:: RECORDED DATA
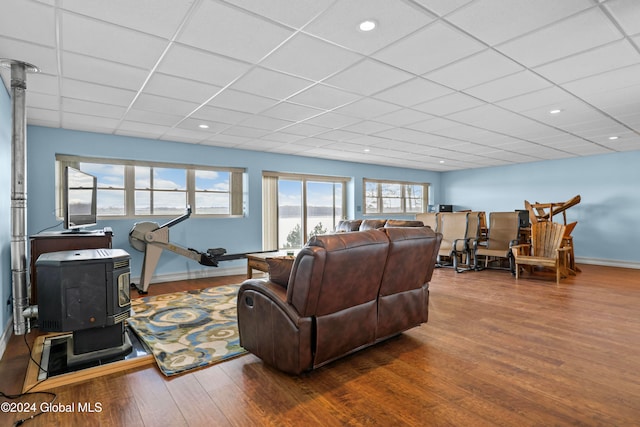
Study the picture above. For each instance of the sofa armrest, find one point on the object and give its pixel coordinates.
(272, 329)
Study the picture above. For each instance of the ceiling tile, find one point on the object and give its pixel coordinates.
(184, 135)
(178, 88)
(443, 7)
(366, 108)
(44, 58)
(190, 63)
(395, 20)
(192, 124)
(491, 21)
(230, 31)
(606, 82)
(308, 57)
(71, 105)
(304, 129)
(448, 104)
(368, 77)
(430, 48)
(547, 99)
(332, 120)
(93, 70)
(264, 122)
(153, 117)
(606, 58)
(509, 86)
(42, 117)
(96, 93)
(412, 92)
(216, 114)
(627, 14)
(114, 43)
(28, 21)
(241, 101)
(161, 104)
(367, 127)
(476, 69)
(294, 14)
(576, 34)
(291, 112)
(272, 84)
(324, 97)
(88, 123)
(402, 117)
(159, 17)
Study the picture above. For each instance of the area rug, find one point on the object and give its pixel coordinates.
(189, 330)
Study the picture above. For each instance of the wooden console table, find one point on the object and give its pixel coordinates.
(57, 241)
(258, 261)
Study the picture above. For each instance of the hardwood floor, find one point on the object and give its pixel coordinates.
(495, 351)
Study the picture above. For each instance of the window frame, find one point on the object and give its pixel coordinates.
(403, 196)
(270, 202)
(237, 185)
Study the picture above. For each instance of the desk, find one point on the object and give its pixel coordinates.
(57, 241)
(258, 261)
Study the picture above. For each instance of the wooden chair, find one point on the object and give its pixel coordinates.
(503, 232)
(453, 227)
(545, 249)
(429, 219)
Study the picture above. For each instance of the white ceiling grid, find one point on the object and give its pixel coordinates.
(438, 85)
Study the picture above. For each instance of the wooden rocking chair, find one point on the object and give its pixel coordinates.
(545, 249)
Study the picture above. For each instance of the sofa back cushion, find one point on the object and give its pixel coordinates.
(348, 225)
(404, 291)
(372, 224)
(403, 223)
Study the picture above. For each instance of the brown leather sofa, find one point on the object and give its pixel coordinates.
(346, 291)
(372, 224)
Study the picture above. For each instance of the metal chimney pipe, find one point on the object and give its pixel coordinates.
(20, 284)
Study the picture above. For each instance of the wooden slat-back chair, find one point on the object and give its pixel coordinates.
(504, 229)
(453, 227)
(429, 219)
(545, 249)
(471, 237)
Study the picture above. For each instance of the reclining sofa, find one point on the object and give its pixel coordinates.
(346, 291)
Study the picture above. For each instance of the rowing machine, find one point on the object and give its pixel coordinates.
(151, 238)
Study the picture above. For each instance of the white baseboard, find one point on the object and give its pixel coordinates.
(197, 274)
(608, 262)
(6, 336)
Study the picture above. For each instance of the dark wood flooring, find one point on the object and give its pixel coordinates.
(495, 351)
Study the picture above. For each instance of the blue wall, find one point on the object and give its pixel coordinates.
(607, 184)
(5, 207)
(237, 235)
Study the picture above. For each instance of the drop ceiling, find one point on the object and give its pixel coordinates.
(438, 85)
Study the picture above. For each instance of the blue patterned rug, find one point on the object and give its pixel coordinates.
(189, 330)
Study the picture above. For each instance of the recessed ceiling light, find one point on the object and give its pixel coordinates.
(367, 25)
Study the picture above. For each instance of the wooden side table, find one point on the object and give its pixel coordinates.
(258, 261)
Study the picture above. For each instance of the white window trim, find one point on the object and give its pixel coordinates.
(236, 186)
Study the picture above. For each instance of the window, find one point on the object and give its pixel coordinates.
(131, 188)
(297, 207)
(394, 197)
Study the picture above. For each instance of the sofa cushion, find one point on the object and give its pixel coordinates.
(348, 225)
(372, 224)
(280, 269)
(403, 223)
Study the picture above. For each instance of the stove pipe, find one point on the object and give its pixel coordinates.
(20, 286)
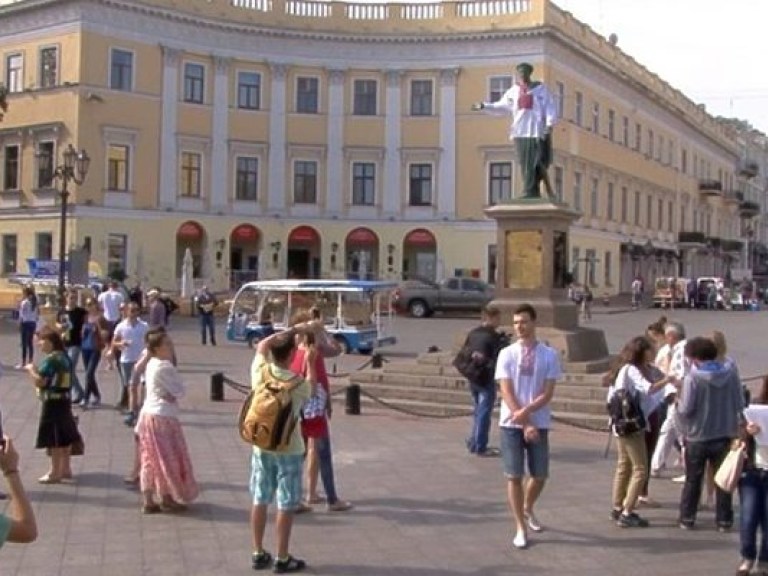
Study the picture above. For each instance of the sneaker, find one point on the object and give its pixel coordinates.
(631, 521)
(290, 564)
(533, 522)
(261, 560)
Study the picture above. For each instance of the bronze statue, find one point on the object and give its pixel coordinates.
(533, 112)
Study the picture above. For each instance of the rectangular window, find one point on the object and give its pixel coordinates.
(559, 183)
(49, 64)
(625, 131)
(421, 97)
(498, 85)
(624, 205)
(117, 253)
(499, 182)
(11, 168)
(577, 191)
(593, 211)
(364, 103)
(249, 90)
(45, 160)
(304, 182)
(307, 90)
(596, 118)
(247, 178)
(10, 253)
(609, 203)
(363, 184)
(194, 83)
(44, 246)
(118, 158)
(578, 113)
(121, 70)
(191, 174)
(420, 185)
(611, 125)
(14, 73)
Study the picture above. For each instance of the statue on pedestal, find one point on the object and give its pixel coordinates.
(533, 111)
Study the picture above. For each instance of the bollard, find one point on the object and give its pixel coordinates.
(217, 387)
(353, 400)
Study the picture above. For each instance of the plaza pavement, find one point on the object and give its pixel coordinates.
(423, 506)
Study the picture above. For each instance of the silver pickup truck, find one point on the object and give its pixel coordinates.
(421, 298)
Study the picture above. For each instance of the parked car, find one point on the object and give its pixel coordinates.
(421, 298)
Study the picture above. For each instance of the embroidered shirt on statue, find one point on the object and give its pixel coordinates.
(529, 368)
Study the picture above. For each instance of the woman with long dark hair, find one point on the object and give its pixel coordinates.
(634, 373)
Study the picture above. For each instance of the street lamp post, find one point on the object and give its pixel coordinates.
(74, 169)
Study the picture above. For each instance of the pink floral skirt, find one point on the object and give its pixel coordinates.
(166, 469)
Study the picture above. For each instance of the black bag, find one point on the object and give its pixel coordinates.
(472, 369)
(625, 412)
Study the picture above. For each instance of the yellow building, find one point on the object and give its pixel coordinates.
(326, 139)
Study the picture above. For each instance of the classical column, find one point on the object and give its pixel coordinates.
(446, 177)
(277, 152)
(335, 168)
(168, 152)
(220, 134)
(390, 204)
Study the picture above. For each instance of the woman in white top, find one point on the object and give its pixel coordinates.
::::
WHAT IS BEING ASKED
Reproduce every line above exactly, pictures excluded.

ANSWER BELOW
Study the picture above. For each instance of the sofa armrest, find one point on the object and give its pixel coordinates.
(272, 329)
Study the picture above. For each instance of the ceiling tile, find one point on the object and give its pixel coordinates.
(184, 135)
(178, 88)
(443, 7)
(366, 108)
(44, 58)
(190, 63)
(395, 20)
(192, 124)
(491, 21)
(230, 31)
(606, 82)
(308, 57)
(71, 105)
(304, 129)
(448, 104)
(368, 77)
(430, 48)
(547, 99)
(332, 120)
(93, 70)
(264, 122)
(153, 117)
(606, 58)
(509, 86)
(42, 117)
(96, 93)
(412, 92)
(216, 114)
(627, 14)
(114, 43)
(28, 21)
(241, 101)
(161, 104)
(367, 127)
(476, 69)
(294, 14)
(576, 34)
(291, 112)
(272, 84)
(324, 97)
(88, 123)
(402, 117)
(159, 17)
Study the picture above. For each instance of the area rug, find one point on the object and give its pixel coordinates.
(189, 330)
Study the picture above. For each instance of the wooden console table, find one point on the object and give its pixel coordinates.
(57, 241)
(258, 261)
Study the picture above. For each instance of the hardwood floor, find one point on the object and give its pixel coordinates.
(495, 351)
Study the picture above. For each instance of the window frame, find one point on the object and give its pixel coordinates.
(403, 196)
(270, 202)
(237, 185)
Study the picture above. For each instance of the desk, find one point on the object and give its pixel coordinates.
(57, 241)
(258, 261)
Study the picture above. For each instance of the wooden chair, find one point on the object and give its pixel coordinates.
(503, 232)
(453, 227)
(545, 249)
(429, 219)
Study the picture above. For each instance of the white ceiling grid, find one point on the object and give its pixel coordinates.
(438, 85)
Study the picture above. For each instance of the wooden rocking chair, find one point on the object and give its pixel coordinates.
(545, 249)
Study the picture above. For each instance of the sofa back cushion, find one point on the object and give its pixel coordinates.
(348, 225)
(404, 291)
(372, 224)
(403, 223)
Study the picture above. For each instance of the brown leather sofa, find one point on the object and give its pixel coordinates.
(346, 291)
(372, 224)
Study the picture above. For each instance of the metal chimney pipe, find one point on the object and give its pixel coordinates.
(20, 284)
Study the picture above. For each instance of the wooden slat-back chair, find one point on the object and give its pixel coordinates.
(504, 229)
(453, 227)
(429, 219)
(545, 249)
(471, 237)
Study the picture above. For each instance of the reclining sofa, find one point on the object and give its pixel coordinates.
(346, 291)
Study the picture above. For each instance of the rowing machine, find one point on the object and give its pixel coordinates.
(151, 238)
Study the picture above. For each instance of the white baseboard, find one point on the object and give its pixel coordinates.
(197, 274)
(608, 262)
(6, 336)
Study the picture above. For each instance of the dark wood flooring, find one point on the object and give its pixel coordinates.
(495, 351)
Study the picture above. For each instance of the blue wall, find one point on the object and give its pixel coordinates.
(607, 184)
(5, 207)
(237, 235)
Study the picture above. For each instance of the drop ceiling, find one point on the object and give its pixel coordinates.
(438, 85)
Study the picture above. For each instance of the blue patterned rug, find one point on the object and give its pixel coordinates.
(189, 330)
Study the picture above. For each instance of the recessed ceiling light, find one point on the object and give its pixel coordinates.
(367, 25)
Study the picture above. For each instance of the wooden side table, find one point on the object and give its pixel coordinates.
(258, 261)
Study the picture above. For each instance of the white window trim, find one point on the object and give its pixel coordinates.
(236, 186)
Study the picture above. For each instance of the window, find one point on the object and give its pixel coordinates.
(131, 188)
(297, 207)
(394, 197)
Study the picture above. For each instance of the sofa cushion, find one point on the object and give its pixel coordinates.
(348, 225)
(372, 224)
(280, 269)
(403, 223)
Study the picture above. For each instance of the stove pipe, find one point on the object and give its pixel coordinates.
(20, 286)
Study the picture above. For each instance of the sneaker, find one point on the object and give its pixel coordinates.
(631, 521)
(290, 564)
(533, 522)
(261, 560)
Study the picture above. For each instance of the bronze statue, find one point on the object and give its pixel coordinates.
(533, 112)
Study the picture above. For each instance of the rectangular window, find one point on the object and give its pixel coordinates.
(559, 183)
(49, 64)
(625, 131)
(421, 97)
(498, 85)
(624, 205)
(117, 253)
(499, 182)
(11, 168)
(577, 191)
(593, 211)
(364, 103)
(249, 90)
(45, 160)
(304, 182)
(307, 90)
(596, 118)
(247, 178)
(10, 253)
(609, 203)
(363, 184)
(194, 83)
(44, 246)
(118, 158)
(578, 113)
(121, 70)
(191, 174)
(420, 185)
(611, 125)
(14, 73)
Study the picture above. For each instance of the statue on pedestal, find one point on the object and give its pixel coordinates.
(533, 111)
Study the picture above. For each instance of the bollard, find one point on the object and give its pixel coordinates.
(217, 387)
(353, 400)
Study the picture above. For each instance of the plaza pavement, find one point on the object and give its pixel coordinates.
(423, 506)
Study the picture above. For each instance of the silver pickup truck, find one point on the object and give its pixel coordinates.
(421, 298)
Study the picture above. For each instance of the parked car, find one point on the object and give its pixel coordinates.
(421, 298)
Study the picture above. For each instance of the embroidered shirt on statue, find one point on the object and give its pixel coordinates.
(529, 368)
Study the picture above. For each instance of the woman with long dark hair, find one point on the object and give its pixel coordinates.
(634, 373)
Study the picture above. For each instance of the street lamp post, find one point on the object and give its pixel coordinates.
(74, 169)
Study the picture above. For each instance of the pink floral skirt, find one point on the object and give its pixel coordinates.
(166, 469)
Study the picture above. For each instance of the black bag, find one point on the object and give its pixel coordinates.
(472, 369)
(625, 412)
Study the picture above. For each instance of the yellow building, find one point on the object and give its pixel coordinates.
(326, 139)
Study the picture above. For each instance of the classical column, find one point on the object and give its pixel coordinates.
(446, 177)
(277, 152)
(335, 168)
(168, 152)
(220, 134)
(390, 204)
Study the picture above. For each instance of the woman in white top, find one point on the object and give its pixel coordinates.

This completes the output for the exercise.